#### Exercise instructions
Extend the article on keeping a pet bird happy and engaged, starting right after its last sentence.

#### Excerpt
----
Interact with Your Bird Regularly

There are a lot of bird owners who purchase exotic birds and keep them caged. An important thing they forget is that birds are not showpieces for them, their families, and their guests to admire. While admiration is beautiful to an extent, what your bird requires is attention.

As birds are extremely intelligent and emotional creatures, they suffer a lot when they don’t have anyone to interact with. You can prevent this suffering by chalking out a routine that you will stick to daily. Shower your pet bird with warmth and affection and encourage all your family members to do the same.

Once the bird understands that its presence is appreciated and loved by all the people in its environment, it will develop trust. Regular interaction with your bird will also keep it from getting bored or frustrated doing nothing.

Give Your Bird the Freedom it Deserves

Birds are meant to fly, and bird owners should never forget that. No matter how much you interact with your bird, if you keep it inside a cage, then sooner or later, it will fall prey to anxiety, stress and bird depression. The trick is to let it out of its cage from time to time, giving it all the opportunities possible to spread its wings and take to the air.

When you give your bird more out-of-cage time, it will take more and more interest in the surrounding environment and it will start exploring. This is the best and most natural way for birds to keep themselves occupied. A bird is also more naturally inclined to like the owner and his/her family if it gets a fair share of out-of-cage time.

Purchase Accessories to Keep Your Bird Engaged

No matter how much you commit to interacting with your bird, there will be days on which you simply can’t take out any time to interact with it. However, just because you and your family members can’t pay any attention to your bird does not mean that it has to fall prey to bird depression.

There are several toys and accessories that you can buy for your bird. Some commonly purchased toys for birds include beads, bells, mirrors, and nuts. These toys can be filled with different types of bird treats and food and some may even allow birds to chew on them, which are ideal for birds who spend long hours inside cages to channel their energies.

Commonly used materials to make bird accessories and toys are rope, metal, straw, hardwood, softwood, coconut shells and plastic. Some bird owners have also found that watching TV or listening to the radio can be helpful to keep birds’ brains engaged.

Move Your Bird’s Cage if Required

While frequent changing of the location your bird’s cage is not advised. Sometimes, moving the cage to a new location may be just what your pet bird needs.
----
#### Data to examine
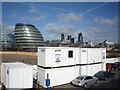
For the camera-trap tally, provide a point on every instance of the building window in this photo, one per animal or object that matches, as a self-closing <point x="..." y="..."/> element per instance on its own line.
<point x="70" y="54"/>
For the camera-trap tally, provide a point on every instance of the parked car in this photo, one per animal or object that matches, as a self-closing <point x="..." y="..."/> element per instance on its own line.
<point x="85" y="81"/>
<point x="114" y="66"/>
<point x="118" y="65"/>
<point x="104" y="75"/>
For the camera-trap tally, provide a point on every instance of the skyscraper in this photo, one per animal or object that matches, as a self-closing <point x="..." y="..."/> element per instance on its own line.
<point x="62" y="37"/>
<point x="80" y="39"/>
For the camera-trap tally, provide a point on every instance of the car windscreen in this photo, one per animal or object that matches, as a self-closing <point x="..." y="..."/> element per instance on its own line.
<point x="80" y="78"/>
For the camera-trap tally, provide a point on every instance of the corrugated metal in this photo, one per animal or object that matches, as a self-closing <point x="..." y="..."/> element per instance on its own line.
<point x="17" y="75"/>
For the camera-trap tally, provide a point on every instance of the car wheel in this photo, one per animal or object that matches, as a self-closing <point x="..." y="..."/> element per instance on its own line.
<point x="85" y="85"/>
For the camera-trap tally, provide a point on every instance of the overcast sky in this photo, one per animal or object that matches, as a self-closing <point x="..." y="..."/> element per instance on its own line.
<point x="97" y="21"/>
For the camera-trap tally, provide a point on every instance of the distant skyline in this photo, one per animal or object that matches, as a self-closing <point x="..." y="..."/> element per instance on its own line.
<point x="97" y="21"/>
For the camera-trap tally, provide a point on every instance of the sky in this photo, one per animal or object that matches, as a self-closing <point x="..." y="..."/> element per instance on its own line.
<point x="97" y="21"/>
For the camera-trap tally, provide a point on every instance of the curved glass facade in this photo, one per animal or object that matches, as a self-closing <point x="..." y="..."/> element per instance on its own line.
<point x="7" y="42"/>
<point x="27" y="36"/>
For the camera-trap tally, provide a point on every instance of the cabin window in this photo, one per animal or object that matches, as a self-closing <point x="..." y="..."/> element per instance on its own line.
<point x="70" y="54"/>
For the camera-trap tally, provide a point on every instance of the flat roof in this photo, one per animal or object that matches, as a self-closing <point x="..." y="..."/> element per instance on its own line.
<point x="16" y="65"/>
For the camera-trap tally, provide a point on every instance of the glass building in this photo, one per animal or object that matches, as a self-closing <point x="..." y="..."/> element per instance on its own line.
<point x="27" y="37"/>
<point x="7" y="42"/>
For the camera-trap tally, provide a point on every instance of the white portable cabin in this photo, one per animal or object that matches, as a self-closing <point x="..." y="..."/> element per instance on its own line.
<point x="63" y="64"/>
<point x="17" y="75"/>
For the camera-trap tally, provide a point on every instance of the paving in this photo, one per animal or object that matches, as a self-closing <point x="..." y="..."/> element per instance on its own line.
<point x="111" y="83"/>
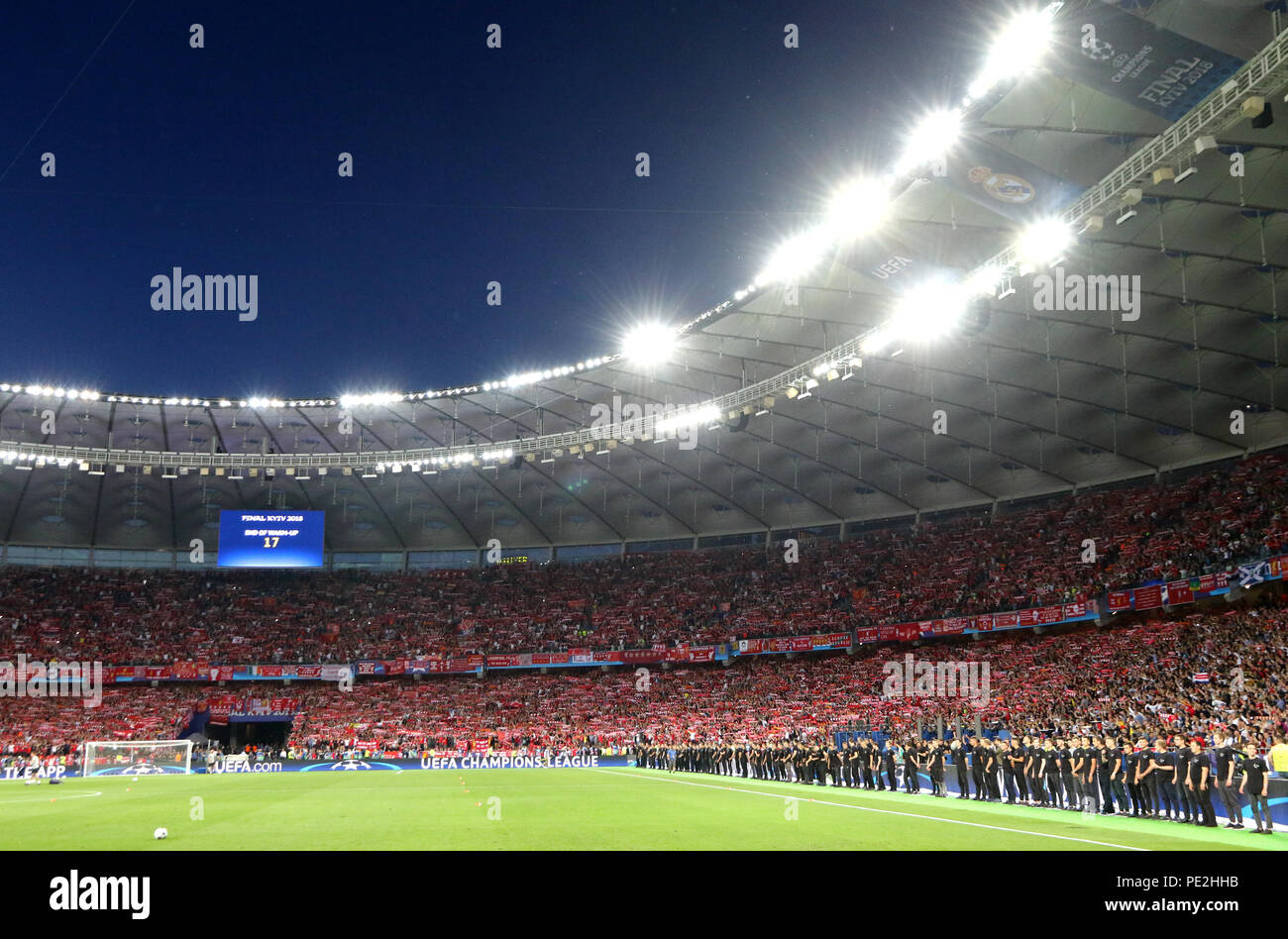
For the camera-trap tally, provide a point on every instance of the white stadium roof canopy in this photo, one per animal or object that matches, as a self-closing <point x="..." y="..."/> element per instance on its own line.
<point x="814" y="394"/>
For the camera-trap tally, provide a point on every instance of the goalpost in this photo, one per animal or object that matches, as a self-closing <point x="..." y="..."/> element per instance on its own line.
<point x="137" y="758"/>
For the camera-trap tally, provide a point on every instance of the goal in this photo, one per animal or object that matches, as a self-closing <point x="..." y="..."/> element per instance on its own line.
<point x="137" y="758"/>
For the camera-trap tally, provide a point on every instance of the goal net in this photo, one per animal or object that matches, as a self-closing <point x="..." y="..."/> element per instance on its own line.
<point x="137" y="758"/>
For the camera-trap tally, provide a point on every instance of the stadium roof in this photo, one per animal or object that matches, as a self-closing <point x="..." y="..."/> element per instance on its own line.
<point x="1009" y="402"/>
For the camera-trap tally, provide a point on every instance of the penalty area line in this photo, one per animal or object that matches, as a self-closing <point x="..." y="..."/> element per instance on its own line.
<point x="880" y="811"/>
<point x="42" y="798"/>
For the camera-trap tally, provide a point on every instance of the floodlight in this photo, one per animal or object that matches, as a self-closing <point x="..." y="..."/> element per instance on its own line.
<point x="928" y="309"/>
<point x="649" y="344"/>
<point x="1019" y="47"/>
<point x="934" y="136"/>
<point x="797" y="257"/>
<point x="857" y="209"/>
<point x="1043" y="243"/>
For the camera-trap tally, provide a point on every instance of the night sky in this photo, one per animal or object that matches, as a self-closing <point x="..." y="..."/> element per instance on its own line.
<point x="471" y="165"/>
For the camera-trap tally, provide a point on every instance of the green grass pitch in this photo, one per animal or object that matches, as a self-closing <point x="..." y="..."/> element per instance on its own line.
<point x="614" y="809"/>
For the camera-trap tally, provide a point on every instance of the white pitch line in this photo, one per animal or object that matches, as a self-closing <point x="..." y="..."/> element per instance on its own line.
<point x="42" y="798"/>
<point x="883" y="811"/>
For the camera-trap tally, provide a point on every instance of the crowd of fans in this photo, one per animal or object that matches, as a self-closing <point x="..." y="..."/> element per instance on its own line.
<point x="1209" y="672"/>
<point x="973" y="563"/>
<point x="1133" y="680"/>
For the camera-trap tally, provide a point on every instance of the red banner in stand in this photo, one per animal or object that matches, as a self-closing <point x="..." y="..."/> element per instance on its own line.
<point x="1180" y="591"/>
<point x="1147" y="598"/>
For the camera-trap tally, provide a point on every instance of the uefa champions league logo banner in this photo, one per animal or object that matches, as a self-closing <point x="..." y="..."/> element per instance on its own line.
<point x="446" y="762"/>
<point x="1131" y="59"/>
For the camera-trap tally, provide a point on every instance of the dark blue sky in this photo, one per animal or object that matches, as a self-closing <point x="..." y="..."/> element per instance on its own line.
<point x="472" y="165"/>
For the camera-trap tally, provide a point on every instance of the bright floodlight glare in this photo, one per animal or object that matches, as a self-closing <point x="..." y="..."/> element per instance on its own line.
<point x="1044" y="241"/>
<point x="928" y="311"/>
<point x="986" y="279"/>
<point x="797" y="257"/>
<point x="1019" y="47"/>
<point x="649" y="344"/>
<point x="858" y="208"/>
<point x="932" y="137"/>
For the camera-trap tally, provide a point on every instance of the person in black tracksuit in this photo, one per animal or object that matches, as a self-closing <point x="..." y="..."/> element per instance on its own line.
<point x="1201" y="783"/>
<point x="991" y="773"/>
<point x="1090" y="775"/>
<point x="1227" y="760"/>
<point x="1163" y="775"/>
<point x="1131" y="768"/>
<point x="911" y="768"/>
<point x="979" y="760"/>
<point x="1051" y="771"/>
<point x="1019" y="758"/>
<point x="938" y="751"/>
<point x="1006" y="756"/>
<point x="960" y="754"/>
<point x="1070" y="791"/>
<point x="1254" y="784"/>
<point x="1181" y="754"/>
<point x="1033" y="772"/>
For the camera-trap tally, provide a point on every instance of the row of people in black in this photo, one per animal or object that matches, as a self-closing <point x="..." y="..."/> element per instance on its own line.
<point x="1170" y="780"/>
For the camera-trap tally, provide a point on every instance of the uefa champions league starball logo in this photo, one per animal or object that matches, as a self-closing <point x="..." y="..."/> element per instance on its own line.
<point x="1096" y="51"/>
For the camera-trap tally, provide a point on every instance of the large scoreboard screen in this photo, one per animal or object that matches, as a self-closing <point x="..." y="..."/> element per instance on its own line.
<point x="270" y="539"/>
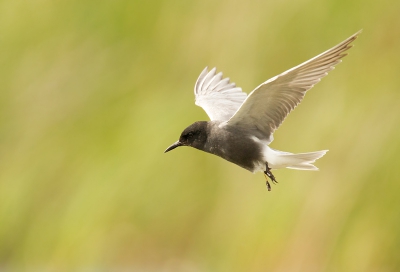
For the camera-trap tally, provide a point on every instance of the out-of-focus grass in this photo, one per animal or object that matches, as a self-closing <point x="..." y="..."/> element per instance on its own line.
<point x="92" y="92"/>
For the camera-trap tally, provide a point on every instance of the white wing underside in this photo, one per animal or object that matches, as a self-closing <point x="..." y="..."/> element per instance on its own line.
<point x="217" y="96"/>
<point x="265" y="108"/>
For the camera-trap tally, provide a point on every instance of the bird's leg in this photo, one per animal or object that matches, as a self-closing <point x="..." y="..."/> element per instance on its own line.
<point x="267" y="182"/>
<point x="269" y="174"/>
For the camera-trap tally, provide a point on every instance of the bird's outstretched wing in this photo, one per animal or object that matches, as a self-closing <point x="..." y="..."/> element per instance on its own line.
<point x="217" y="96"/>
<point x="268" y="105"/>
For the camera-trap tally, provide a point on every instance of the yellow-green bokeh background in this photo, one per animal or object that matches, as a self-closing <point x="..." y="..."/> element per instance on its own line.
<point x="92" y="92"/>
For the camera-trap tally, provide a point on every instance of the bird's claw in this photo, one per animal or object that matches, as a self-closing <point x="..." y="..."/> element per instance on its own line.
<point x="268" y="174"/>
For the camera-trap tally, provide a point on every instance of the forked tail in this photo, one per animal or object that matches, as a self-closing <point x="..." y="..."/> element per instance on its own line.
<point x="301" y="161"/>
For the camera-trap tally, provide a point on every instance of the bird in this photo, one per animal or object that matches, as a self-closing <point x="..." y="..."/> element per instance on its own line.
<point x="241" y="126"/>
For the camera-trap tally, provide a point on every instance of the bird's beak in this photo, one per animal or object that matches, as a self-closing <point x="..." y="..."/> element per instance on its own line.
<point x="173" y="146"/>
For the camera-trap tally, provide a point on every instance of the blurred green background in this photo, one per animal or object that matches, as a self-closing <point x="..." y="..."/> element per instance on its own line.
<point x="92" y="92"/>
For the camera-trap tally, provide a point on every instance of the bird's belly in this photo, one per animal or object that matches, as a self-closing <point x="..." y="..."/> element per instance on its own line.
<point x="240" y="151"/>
----
#### Output
Several birds are scared when they hear loud noises and frightening sounds. The sound of thunder and loud noises made by other animals in the vicinity can make birds feel anxious. If you see that your bird is having problems staying calm and collected in noisy environments, you should shift the cage to a location that offers the bird more peace.

If you see that your bird is exhibiting signs and symptoms of bird depression after you have relocated its cage, then you should move it back to its previous location.

Acclimatization through Positive Reinforcement Training

Avian veterinarians are adept providers of positive reinforcement training, a technique that can help birds acclimatize to new environments and changes, preventing bird depression in the process.

Positive reinforcement training can be incredibly beneficial, particularly if you have brought another pet home or if there is a new member of your family. Even though this training happens slowly and steadily, it can help your pet bird to stay calm, composed and confident in situations that may have triggered bird depression in the past.

Ultimately, the lesson that bird owners need to learn from this guide is simple; you have to devote time to your pet bird and also understand their personality traits. While doing these things does not guarantee that your pet bird will steer clear from bird depression, it will surely help your bird stay happy and healthy. 


Remember, your pet bird is not just a possession for you to show off. It is a living, breathing and highly emotional being just like you that has its own social and emotional needs. Understanding these needs and catering to them are the ways to keep them in a good state, both physically and mentally.